» GOAL: Transcribe from the post below on animation and behavior files the passage that begins with the words containing "This is a bummer." and ends with "mechanisms surrounding it.".
-- Start SOURCE DOCUMENT --
This is a bummer. If I could manage to add new data entries to animationsetdatasinglefile, it would be incompatible with the FNIS generated version. However, you are able to add information to the humanoid races, so I reckon it's possible to add new race entries. There's a list of all the behavior project files, maybe I'd just have to add mine! (if only it was that simple) I'm not a programmer nor developer but I think limiting the engine to only recognize existing races would make it difficult to add DLCs, although Beth has the source code and we don't. :tongue: And to fix the blending, this is only if I could read the information in the first place... I've thought about altering the original dragon behavior but I'm afraid of breaking their AI and the flying mechanisms surrounding it.

 

I'm curious, how do you decipher the asdsf file? Is there a program? Do you know what the additional .txt files do (Like characterroject.txt)? As far as I can tell, there's animation events that correlate with the behavior graph (like killing an actor in a killmove at x seconds), and random integers. Are they also in crc?
-- End SOURCE DOCUMENT --
-- Start RECORDED DATA --
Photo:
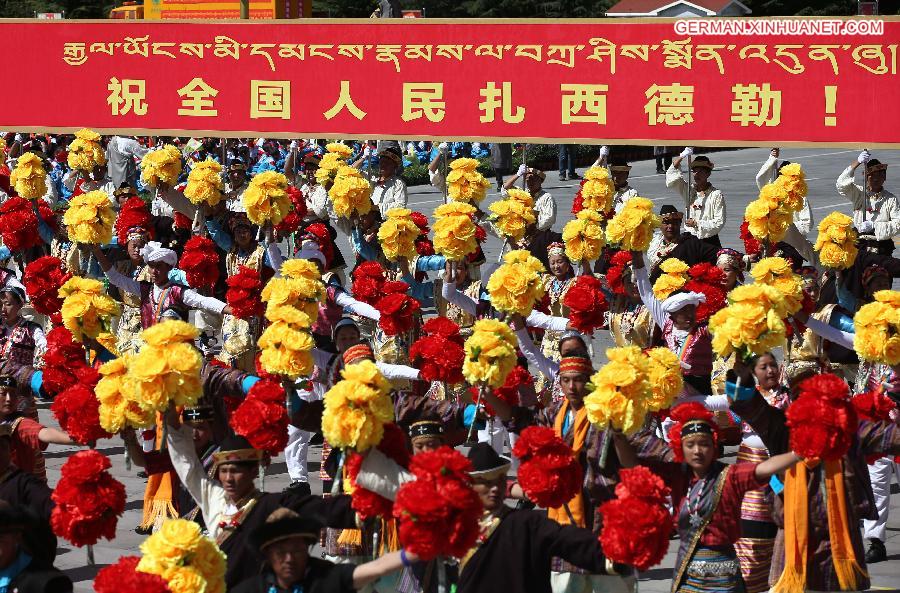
-- End RECORDED DATA --
» OUTPUT FOR THIS EXERCISE:
This is a bummer. If I could manage to add new data entries to animationsetdatasinglefile, it would be incompatible with the FNIS generated version. However, you are able to add information to the humanoid races, so I reckon it's possible to add new race entries. There's a list of all the behavior project files, maybe I'd just have to add mine! (if only it was that simple) I'm not a programmer nor developer but I think limiting the engine to only recognize existing races would make it difficult to add DLCs, although Beth has the source code and we don't. :tongue: And to fix the blending, this is only if I could read the information in the first place... I've thought about altering the original dragon behavior but I'm afraid of breaking their AI and the flying mechanisms surrounding it.